### Try it
The records underneath are to be printed in full and exactly, with no pictures carried over.

### Data to examine
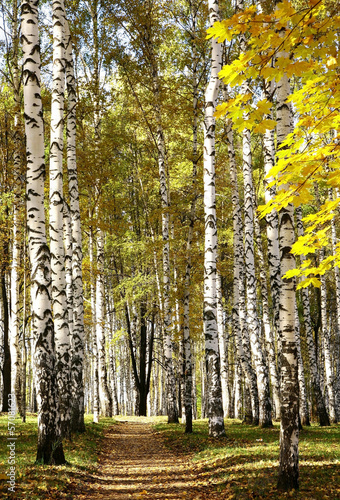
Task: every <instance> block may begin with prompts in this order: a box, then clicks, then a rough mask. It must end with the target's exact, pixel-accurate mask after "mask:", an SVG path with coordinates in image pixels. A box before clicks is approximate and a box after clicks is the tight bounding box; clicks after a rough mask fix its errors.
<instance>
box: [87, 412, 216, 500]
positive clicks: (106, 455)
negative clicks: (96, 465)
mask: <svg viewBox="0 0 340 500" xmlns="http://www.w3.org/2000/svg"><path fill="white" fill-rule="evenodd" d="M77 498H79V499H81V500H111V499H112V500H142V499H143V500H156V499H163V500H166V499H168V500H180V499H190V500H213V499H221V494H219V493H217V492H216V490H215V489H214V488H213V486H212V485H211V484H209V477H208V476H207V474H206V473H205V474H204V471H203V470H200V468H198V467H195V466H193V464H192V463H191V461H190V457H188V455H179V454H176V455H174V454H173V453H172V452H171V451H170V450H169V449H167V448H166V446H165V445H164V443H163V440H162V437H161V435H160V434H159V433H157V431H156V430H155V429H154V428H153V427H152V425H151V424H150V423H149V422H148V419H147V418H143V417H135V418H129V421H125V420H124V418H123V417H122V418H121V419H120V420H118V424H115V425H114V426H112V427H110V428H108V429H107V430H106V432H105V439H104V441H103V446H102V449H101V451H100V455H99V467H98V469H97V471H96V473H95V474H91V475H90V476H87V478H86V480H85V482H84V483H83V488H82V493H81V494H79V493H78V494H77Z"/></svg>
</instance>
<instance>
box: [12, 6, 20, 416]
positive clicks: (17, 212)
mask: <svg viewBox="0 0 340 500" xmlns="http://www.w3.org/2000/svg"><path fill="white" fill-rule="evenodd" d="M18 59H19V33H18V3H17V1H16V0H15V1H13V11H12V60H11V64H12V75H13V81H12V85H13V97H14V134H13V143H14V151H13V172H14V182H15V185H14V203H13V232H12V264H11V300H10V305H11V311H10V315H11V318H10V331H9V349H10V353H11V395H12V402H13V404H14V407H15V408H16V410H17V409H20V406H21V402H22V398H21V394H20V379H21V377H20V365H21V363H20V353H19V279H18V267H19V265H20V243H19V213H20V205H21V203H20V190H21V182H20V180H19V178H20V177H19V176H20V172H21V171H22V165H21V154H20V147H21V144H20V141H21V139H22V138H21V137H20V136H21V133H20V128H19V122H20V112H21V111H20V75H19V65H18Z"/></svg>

### Your response
Task: every <instance> block may begin with prompts in this order: a box, then clicks, then a rough mask. It must end with the target's exact, pixel-accurate mask after "mask:", an SVG path with coordinates in image pixels. A box before clicks is approximate and a box after clicks is the tight bounding box; clicks after a rough mask fix its errors.
<instance>
box: [87, 412, 216, 500]
positive clicks: (106, 455)
negative clicks: (96, 465)
mask: <svg viewBox="0 0 340 500" xmlns="http://www.w3.org/2000/svg"><path fill="white" fill-rule="evenodd" d="M77 498H79V499H81V500H111V499H112V500H142V499H143V500H156V499H163V500H166V499H168V500H180V499H190V500H213V499H221V494H219V493H217V492H216V490H215V489H214V488H213V486H212V485H211V484H209V477H208V476H207V474H206V473H205V474H204V471H203V470H200V468H198V467H195V466H193V464H192V463H191V461H190V457H188V455H179V454H176V455H174V454H173V453H172V452H171V451H170V450H169V449H167V448H166V446H165V445H164V443H163V440H162V437H161V435H160V434H159V433H157V431H156V430H155V429H154V428H153V427H152V425H151V424H150V423H149V422H148V419H147V418H143V417H135V418H129V421H125V420H124V418H123V417H122V418H121V419H120V420H118V424H115V425H114V426H112V427H110V428H108V429H107V430H106V432H105V439H104V441H103V446H102V449H101V451H100V455H99V467H98V469H97V471H96V473H95V474H91V475H90V476H87V478H86V480H85V482H84V483H83V488H82V493H81V494H79V493H78V494H77Z"/></svg>
</instance>
<instance>
box: [12, 6, 20, 416]
positive clicks: (17, 212)
mask: <svg viewBox="0 0 340 500" xmlns="http://www.w3.org/2000/svg"><path fill="white" fill-rule="evenodd" d="M18 59H19V33H18V3H17V1H16V0H15V1H13V11H12V60H11V64H12V75H13V81H12V85H13V97H14V134H13V143H14V151H13V172H14V182H15V185H14V203H13V232H12V264H11V300H10V305H11V311H10V315H11V318H10V331H9V349H10V353H11V395H12V402H13V404H14V407H15V408H16V410H17V409H20V406H21V402H22V398H21V394H20V379H21V377H20V365H21V363H20V353H19V279H18V267H19V265H20V243H19V213H20V205H21V203H20V190H21V182H20V180H19V178H20V177H19V176H20V172H21V171H22V165H21V154H20V147H21V144H20V141H21V139H22V138H21V137H20V136H21V133H20V128H19V122H20V112H21V111H20V75H19V65H18Z"/></svg>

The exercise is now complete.